Exhibit 7

 

CERTIFICATE OF AMENDMENT TO CERTIFICATE OF INCORPORATION

OF

PROPHASE LABS, INC.

 

ProPhase Labs, Inc., a corporation organized and existing under and by virtue of the Delaware General Corporation Law (the “DGCL”), hereby certifies as follows:

 

1.Name of Corporation. The name of the corporation is ProPhase Labs, Inc. (the “Corporation”).
  
2.Board of Director Approval. The Board of Directors of the Corporation duly adopted resolutions setting forth a proposed amendment to the Certificate of Incorporation of the Corporation, declaring said amendment to be advisable, and calling for the consideration of such amendment at a meeting of the stockholders of the Corporation.
  
3.Shareholder Approval. Thereafter, said amendment was duly adopted in accordance with the provisions of Section 242 of the General Corporation Law of the State of Delaware by the holders of the necessary number of shares of the Corporation entitled to vote thereon.
  
4.Compliance with Delaware General Corporation Law. The amendment to the Certificate of Incorporation of the Corporation set forth below was duly adopted in accordance with the provisions of Section 242 of the DGCL (8 Del. C. § 242).

- GIVEN INSTRUCTION -
Retype this passage from the certificate of amendment above word for word, beginning at the words "2.Board of Director" and stopping after the words "of the Corporation.".

- MATERIAL SUPPLIED -
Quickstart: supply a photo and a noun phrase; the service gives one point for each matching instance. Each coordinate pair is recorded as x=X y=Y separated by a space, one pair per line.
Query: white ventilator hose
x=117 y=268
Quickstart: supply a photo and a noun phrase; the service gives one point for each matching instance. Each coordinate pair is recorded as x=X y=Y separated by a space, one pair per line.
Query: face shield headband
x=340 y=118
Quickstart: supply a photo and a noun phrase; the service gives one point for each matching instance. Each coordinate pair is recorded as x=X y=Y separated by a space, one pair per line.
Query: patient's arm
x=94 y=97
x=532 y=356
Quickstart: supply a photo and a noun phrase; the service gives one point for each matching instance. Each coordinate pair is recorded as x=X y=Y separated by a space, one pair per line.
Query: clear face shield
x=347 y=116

- TASK ANSWER -
2.Board of Director Approval. The Board of Directors of the Corporation duly adopted resolutions setting forth a proposed amendment to the Certificate of Incorporation of the Corporation, declaring said amendment to be advisable, and calling for the consideration of such amendment at a meeting of the stockholders of the Corporation.